### What you need to do:
Go through the listing and copy every line word for word.

### Given records:

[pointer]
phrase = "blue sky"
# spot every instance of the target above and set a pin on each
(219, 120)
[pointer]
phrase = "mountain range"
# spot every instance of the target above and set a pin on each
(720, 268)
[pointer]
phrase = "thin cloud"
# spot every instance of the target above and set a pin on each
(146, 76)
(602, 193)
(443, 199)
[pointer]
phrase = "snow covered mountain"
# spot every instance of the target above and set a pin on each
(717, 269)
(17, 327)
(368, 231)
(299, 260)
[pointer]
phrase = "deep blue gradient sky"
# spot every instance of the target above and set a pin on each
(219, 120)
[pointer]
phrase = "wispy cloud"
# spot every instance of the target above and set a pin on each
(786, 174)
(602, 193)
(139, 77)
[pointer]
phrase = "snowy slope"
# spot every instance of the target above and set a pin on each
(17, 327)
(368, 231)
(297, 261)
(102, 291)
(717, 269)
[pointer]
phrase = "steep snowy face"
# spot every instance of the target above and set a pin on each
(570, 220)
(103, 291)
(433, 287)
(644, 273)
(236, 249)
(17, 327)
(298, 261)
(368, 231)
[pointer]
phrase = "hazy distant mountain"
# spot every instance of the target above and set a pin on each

### Answer to the exercise:
[pointer]
phrase = "blue sky"
# spot every instance of the target above and set a pin on each
(219, 120)
[pointer]
phrase = "mountain range"
# spot every instance of the target above and set a pin on each
(720, 268)
[pointer]
phrase = "thin cloud"
# spot every instance of the target above and set a pin on each
(146, 76)
(602, 193)
(443, 199)
[pointer]
phrase = "snow covered mountain"
# spot every instance of the target above and set a pin on each
(717, 269)
(17, 327)
(368, 231)
(299, 260)
[pointer]
phrase = "deep blue gradient sky"
# spot every instance of the target above and set a pin on each
(219, 120)
[pointer]
phrase = "wispy cloud"
# spot every instance of the target above and set a pin on each
(786, 174)
(602, 193)
(139, 77)
[pointer]
phrase = "snowy slope"
# spot every instance of the target above and set a pin on each
(17, 327)
(368, 231)
(297, 261)
(102, 291)
(717, 269)
[pointer]
phrase = "steep snowy face"
# spot every instance of the target above and set a pin on each
(570, 220)
(103, 291)
(433, 287)
(644, 273)
(236, 249)
(17, 327)
(298, 261)
(368, 231)
[pointer]
phrase = "hazy distant mountain"
# spot every instance of the target above and set a pin on each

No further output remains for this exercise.